[Region pointing data]
^^^^^^^^^^^^^^^^
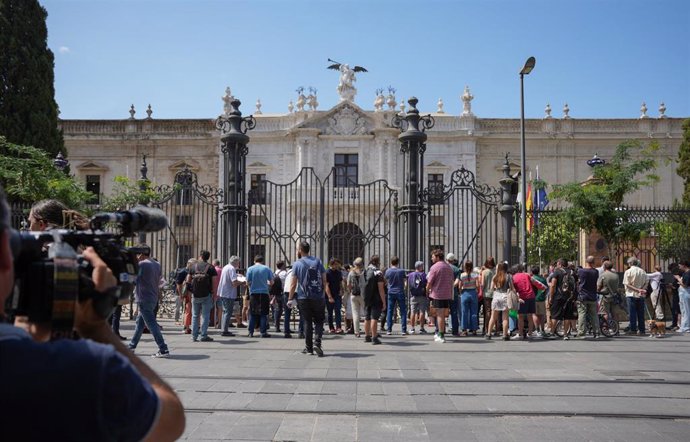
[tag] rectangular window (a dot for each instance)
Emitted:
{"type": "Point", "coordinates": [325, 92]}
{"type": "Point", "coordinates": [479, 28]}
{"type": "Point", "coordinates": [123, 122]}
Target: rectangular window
{"type": "Point", "coordinates": [183, 220]}
{"type": "Point", "coordinates": [346, 169]}
{"type": "Point", "coordinates": [93, 185]}
{"type": "Point", "coordinates": [184, 254]}
{"type": "Point", "coordinates": [257, 188]}
{"type": "Point", "coordinates": [435, 186]}
{"type": "Point", "coordinates": [256, 249]}
{"type": "Point", "coordinates": [436, 220]}
{"type": "Point", "coordinates": [183, 196]}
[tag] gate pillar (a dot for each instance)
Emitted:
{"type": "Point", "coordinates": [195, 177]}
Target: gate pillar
{"type": "Point", "coordinates": [233, 213]}
{"type": "Point", "coordinates": [507, 208]}
{"type": "Point", "coordinates": [413, 145]}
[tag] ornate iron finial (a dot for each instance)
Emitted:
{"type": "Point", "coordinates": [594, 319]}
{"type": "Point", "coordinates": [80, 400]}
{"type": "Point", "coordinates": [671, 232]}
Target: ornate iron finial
{"type": "Point", "coordinates": [233, 126]}
{"type": "Point", "coordinates": [467, 98]}
{"type": "Point", "coordinates": [144, 168]}
{"type": "Point", "coordinates": [643, 111]}
{"type": "Point", "coordinates": [596, 161]}
{"type": "Point", "coordinates": [662, 110]}
{"type": "Point", "coordinates": [60, 162]}
{"type": "Point", "coordinates": [411, 124]}
{"type": "Point", "coordinates": [227, 98]}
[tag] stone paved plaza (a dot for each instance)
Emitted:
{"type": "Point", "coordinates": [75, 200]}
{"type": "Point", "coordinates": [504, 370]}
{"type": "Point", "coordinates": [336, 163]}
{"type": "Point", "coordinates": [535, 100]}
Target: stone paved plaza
{"type": "Point", "coordinates": [628, 388]}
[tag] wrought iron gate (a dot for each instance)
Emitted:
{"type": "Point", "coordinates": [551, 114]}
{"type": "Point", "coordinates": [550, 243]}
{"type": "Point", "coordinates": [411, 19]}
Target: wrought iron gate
{"type": "Point", "coordinates": [192, 211]}
{"type": "Point", "coordinates": [337, 216]}
{"type": "Point", "coordinates": [463, 217]}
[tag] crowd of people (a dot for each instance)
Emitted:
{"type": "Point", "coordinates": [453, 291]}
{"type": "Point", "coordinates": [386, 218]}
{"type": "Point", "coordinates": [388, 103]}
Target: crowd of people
{"type": "Point", "coordinates": [492, 300]}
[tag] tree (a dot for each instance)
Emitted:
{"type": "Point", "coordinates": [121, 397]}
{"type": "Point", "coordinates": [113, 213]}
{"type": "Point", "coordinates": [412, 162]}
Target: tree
{"type": "Point", "coordinates": [684, 161]}
{"type": "Point", "coordinates": [673, 234]}
{"type": "Point", "coordinates": [28, 174]}
{"type": "Point", "coordinates": [596, 205]}
{"type": "Point", "coordinates": [28, 111]}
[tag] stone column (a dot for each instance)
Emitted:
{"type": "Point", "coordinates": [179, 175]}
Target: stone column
{"type": "Point", "coordinates": [233, 215]}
^^^^^^^^^^^^^^^^
▸ Task goal: Tally the lines above containing "instance". Answer with the count only.

▸ Response to the task: 8